- **Task brief**:
What is needed here is every line of the records that includes "looks".

Data excerpts
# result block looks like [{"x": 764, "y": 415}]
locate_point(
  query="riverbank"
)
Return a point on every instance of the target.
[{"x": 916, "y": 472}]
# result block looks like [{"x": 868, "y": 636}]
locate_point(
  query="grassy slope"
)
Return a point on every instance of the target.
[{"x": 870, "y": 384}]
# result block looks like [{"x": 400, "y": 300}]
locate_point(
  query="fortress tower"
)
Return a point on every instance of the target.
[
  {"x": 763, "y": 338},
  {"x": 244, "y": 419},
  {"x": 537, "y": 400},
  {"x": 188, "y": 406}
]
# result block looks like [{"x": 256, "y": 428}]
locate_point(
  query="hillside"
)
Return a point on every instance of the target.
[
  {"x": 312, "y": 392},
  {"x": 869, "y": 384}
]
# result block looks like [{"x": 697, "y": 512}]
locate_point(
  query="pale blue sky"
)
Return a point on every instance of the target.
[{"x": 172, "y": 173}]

- **Solution**:
# result block looks like [{"x": 764, "y": 415}]
# result block looks like [{"x": 868, "y": 636}]
# result block looks like [{"x": 400, "y": 300}]
# result block looks like [{"x": 256, "y": 428}]
# result block looks like [{"x": 697, "y": 512}]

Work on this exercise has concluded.